▸ **CONSEGNA**
Nel brano sulle aggressioni estive, quante persone vengono fermate dopo l'episodio sulla spiaggia Ciammarita di Trappeto?

---------- BRANO DA ESAMINARE ----------

Altro giro, altra corsa: solamente tre giorni dopo a chilometri di distanza, a Partinico, è il turno del 19enne Khalifa, brutalmente picchiato mentre gira per le vie del paese in bicicletta. Dagli insulti alle botte, dalle urla agli schiaffi e ai pugni. E «sporco negro tornatene a casa tua» è ormai a tutti gli effetti il ritornello più gettonato di queste aggressioni estive. È sempre nei pressi di Partinico che avviene un altro drammatico episodio: è la notte di Ferragosto, in molti si riuniscono nei lidi per far festa. Come sulla spiaggia Ciammarita di Trappeto, dove ci sono anche sei minori stranieri, che vengono prima insultati e invitati ad andare via, poi spintonati e inseguiti fin sulla strada, dove di lì a poco passa a prenderli un pullmino per riportarli alla comunità in cui alloggiano. Ma la furia degli aggressori non si placa, armati di mazze inseguono con le proprie auto il loro mezzo, lo speronano costringendolo ad arrestare la corsa, fino a inseguire per le strade i ragazzi urlanti. Il giorno dopo ecco la denuncia ai carabinieri e, dopo alcune settimane, il fermo di sette persone, tra cui due donne.

E queste, è bene ribadirlo, sono solo le storie che, per violenza o altro, hanno attirato l’attenzione finendo sulle pagine dei giornali e sui siti web. Nel quotidiano non si contano, probabilmente, i piccoli episodi di cui in pochi sanno, quelli che non sono destinati a suscitare troppo scalpore, a diventare di dominio pubblico. Per non parlare poi di quelli che non sfociano nella violenza fisica, ma restano confinati alla sfera verbale e psicologica. Si può parlare di un’escalation di violenza, per una città che sta facendo di tutto per fare dell’accoglienza il suo principale vessillo? A Palermo esiste o no un problema di razzismo o di xenofobia? «Sì, anche qui si sta “sdoganando” il razzismo. Dalle forme più “quotidiane” (perfino nelle classi di scuola primaria!) alle aggressioni fisiche, come quelle documentate nel dossier», osserva Fausta Ferruzza del Forum Antirazzista Palermo. «Temo si dovranno intensificare le azioni di educazione e controinformazione sul fenomeno migratorio. È quanto stiamo facendo con il Forum Antirazzista e le realtà che lo compongono».

---------- ESTRATTI DEI RECORD ----------

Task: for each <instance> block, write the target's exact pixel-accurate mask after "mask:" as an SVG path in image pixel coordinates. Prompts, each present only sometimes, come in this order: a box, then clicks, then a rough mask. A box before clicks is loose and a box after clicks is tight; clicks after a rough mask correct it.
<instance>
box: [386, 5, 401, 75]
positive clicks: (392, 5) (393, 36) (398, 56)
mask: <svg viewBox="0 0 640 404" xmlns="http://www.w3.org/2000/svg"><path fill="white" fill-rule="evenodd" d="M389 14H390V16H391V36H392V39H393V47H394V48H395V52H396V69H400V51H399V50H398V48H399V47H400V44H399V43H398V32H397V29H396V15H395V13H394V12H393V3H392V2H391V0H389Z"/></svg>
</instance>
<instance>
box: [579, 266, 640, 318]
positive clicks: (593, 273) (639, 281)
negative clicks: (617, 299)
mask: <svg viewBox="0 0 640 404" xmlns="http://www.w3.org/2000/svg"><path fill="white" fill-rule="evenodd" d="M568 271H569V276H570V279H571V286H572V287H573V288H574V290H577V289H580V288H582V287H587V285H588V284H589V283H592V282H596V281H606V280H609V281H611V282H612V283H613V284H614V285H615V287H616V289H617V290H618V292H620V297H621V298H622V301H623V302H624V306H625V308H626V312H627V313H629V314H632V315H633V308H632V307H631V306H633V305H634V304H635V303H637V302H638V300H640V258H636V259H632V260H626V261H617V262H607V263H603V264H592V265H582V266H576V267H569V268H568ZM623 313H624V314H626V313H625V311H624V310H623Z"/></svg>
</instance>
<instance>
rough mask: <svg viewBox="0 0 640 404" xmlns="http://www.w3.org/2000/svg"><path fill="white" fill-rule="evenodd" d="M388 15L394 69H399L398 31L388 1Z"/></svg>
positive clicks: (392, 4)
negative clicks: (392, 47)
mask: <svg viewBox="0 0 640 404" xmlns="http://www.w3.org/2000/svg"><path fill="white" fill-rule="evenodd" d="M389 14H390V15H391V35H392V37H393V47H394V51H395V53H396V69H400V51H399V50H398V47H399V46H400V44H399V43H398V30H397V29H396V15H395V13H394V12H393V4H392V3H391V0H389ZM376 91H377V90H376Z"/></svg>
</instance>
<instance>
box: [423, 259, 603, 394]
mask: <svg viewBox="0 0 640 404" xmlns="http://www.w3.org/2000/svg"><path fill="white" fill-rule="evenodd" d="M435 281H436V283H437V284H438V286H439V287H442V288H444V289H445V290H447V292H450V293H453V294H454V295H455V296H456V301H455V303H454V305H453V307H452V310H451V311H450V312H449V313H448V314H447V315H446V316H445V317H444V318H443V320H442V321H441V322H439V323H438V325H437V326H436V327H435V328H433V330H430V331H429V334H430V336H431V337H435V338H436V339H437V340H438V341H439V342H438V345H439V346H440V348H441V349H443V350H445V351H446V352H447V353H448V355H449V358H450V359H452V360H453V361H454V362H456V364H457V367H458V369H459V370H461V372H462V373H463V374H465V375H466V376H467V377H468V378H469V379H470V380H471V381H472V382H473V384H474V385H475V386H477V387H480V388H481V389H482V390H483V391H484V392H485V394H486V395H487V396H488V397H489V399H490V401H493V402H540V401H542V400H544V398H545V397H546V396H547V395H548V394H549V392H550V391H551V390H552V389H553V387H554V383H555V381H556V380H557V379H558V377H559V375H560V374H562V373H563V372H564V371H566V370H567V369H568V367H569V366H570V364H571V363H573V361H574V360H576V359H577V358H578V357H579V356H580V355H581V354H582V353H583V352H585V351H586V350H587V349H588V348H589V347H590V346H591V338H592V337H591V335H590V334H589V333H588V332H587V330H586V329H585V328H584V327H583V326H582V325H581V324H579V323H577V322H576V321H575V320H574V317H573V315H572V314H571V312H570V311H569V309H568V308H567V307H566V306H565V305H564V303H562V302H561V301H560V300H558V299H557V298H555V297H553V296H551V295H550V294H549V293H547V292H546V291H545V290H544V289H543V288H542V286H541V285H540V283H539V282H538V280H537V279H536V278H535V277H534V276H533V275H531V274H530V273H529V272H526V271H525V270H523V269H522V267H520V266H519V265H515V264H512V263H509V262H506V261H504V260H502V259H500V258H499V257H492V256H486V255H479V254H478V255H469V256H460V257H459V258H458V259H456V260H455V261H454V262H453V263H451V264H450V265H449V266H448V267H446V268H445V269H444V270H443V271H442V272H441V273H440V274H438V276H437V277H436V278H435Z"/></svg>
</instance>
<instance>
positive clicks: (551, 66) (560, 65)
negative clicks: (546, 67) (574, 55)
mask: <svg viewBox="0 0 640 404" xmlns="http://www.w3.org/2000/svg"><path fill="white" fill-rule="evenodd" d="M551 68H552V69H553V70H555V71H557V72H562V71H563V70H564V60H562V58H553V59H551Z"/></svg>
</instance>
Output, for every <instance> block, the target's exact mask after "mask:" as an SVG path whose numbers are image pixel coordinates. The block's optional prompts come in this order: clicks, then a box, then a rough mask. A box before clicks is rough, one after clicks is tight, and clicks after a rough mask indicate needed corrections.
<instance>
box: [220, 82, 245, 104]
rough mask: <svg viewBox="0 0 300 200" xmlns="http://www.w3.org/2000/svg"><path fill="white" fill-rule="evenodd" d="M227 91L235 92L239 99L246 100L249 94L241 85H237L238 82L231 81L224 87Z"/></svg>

----------

▸ **RISPOSTA SCRITTA**
Sette persone, tra cui due donne.